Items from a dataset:
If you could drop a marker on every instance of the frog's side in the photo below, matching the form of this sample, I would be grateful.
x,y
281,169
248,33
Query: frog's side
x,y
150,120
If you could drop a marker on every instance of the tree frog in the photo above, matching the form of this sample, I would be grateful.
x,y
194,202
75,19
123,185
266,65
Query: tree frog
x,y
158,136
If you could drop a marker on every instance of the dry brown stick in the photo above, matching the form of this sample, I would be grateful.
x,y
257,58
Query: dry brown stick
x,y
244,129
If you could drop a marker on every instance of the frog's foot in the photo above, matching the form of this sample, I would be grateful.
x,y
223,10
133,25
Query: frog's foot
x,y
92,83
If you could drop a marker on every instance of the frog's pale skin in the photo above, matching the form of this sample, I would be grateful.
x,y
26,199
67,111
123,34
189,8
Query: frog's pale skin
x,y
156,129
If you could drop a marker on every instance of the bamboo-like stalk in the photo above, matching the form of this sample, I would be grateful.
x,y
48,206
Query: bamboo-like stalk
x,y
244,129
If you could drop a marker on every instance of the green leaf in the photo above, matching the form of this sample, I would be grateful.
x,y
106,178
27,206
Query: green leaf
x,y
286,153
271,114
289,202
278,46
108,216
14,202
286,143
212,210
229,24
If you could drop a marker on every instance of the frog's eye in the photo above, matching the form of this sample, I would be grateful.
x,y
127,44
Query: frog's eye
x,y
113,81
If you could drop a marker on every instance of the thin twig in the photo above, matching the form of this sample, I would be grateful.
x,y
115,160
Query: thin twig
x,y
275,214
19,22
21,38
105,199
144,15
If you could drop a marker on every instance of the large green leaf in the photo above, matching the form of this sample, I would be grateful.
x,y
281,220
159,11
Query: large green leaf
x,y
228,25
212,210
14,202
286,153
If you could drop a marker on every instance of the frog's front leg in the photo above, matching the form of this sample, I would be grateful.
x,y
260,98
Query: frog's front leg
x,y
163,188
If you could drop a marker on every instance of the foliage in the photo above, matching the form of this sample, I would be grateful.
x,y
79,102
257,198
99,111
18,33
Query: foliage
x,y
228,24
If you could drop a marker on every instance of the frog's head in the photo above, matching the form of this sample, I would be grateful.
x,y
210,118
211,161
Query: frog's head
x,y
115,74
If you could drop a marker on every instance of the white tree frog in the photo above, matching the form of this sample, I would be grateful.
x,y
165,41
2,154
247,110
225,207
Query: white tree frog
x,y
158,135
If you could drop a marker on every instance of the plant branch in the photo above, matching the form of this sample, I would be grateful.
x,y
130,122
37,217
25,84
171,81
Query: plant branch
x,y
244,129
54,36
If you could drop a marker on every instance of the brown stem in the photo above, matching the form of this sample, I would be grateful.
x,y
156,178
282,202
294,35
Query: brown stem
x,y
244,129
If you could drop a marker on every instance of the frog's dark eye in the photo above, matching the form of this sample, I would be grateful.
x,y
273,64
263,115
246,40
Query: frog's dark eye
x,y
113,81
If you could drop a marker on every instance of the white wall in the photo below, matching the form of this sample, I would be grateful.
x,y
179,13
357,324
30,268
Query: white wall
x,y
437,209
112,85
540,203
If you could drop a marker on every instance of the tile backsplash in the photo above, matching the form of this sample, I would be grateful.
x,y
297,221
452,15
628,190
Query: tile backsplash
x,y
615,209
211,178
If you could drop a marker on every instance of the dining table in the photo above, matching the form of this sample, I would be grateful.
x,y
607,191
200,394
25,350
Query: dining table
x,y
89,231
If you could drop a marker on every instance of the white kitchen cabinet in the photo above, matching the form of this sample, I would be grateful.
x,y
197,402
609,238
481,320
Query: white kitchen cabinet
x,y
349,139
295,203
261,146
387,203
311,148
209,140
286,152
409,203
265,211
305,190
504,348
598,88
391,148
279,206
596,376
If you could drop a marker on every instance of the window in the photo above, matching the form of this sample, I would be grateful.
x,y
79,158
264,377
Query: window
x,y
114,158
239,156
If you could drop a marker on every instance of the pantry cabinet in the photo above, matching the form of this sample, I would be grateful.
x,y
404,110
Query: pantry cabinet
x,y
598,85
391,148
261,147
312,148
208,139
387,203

#### The problem:
Copy out the records once more. Match them exactly.

#### Answer space:
If you could drop a marker on every instance of the frog's side in the photo below, matching the form of this sample, I would be grateful.
x,y
281,169
248,33
Query: frog's side
x,y
150,120
If you could drop a marker on every instance of the tree frog in the photo above, matching the form of this sample, I would be grateful.
x,y
194,202
75,19
123,185
266,65
Query: tree frog
x,y
158,136
If you could drop a marker on every instance of the dry brown stick in the photo above, matching the form of this sample, I would be grateful.
x,y
257,58
Query: dry brown stick
x,y
244,129
If you could drop a marker on every instance of the frog's foot in the photo above, matching the form of this sample, I would be grateful.
x,y
223,10
133,25
Query: frog's foot
x,y
92,83
If you could drop a marker on every instance of the frog's pale skin in the photo above, matching the form of this sample, I would be grateful.
x,y
26,199
67,111
123,34
189,8
Query: frog's pale skin
x,y
156,129
If you could drop a marker on every instance of the bamboo-like stalk in the photo above, matching the form of this sample, I would be grateful.
x,y
48,206
Query: bamboo-like stalk
x,y
244,129
If you could drop a marker on every instance of the green leaf in the photo above, matching the form of this sample, I would be grateful.
x,y
106,178
27,206
Query: green leaf
x,y
286,153
271,114
289,202
278,46
108,216
14,202
286,143
212,210
229,24
If you could drop a marker on every instance of the frog's eye in the photo above, matching the form of this sample, I would be grateful.
x,y
127,44
Query: frog's eye
x,y
113,81
If you could drop a marker on every instance of the thin twig in the photo above, matching the form of this sample, I would be grateful.
x,y
115,160
Query: thin twig
x,y
275,214
19,22
21,38
105,199
144,15
If you could drop a marker on every instance of the large green leaf in the photo above, matching the form of this sample, I would be grateful.
x,y
281,220
159,11
Query: large green leaf
x,y
228,25
212,210
14,202
286,153
If you could drop a marker on every instance of the frog's front leg in the photo above, matching the form of this sample, I would be grateful.
x,y
260,98
Query: frog's front leg
x,y
163,188
If you could drop a marker on every instance of the foliage in the photo above, matching the form of this sample, I would be grateful.
x,y
79,102
257,198
99,111
18,33
Query: foliage
x,y
228,24
If you could drop a marker on every instance of the frog's head in the photo above, matching the form of this sample, I would be grateful.
x,y
210,118
211,161
Query: frog's head
x,y
115,74
If you could drop a marker on every instance of the white tree frog in the photo above, matching the form of this sample, I would be grateful.
x,y
165,41
2,154
247,110
225,207
Query: white tree frog
x,y
158,135
If you could drop a marker on every instance of the plant branch in the photo above, matching the form of this sample, I would be grateful.
x,y
130,122
37,217
25,84
171,81
Query: plant branch
x,y
244,129
54,36
If you could drop a marker on every instance of the brown stem in the photo above, matching the form of this sample, I would be grateful.
x,y
156,178
282,202
294,35
Query: brown stem
x,y
244,129
If you could drop a marker on every instance of the frog's dark eye in the photo above, matching the form of this sample, I would be grateful.
x,y
273,64
263,115
246,40
Query: frog's dark eye
x,y
113,81
If you could drop a marker on every instance of the white wall in the photo below, matching the form of this sample, I would be grateful.
x,y
179,13
357,324
30,268
Query: white wall
x,y
437,209
112,85
540,203
If you could drop a marker on every instance of the tile backsplash in the photo above, matching the form of this sample, I would be grateful.
x,y
297,221
452,15
628,190
Query: tile backsplash
x,y
615,209
211,178
If you could drop a marker on every instance of the dining table in the photo above, matching the form of this sample, I would be grateful.
x,y
607,191
200,394
25,350
Query: dining table
x,y
89,231
If you could drop a marker on every instance of the white kitchen cabinet in the photo above, matching the form of this sample, I would be grateful.
x,y
197,402
609,238
481,320
Query: white kitchen cabinet
x,y
349,139
295,203
261,146
387,203
311,148
209,140
286,152
409,203
265,211
305,190
504,348
598,88
391,148
279,206
596,376
If you could drop a marker on every instance of the window in the photo above, matching the form of this sample, I would be grateful.
x,y
79,158
264,377
Query: window
x,y
114,158
239,156
If you could drop a marker on every instance of the pantry cabinet in the photo above, matching the form of this sample, I would be grateful.
x,y
404,110
Query: pantry cabinet
x,y
598,85
391,148
261,147
312,148
208,139
387,203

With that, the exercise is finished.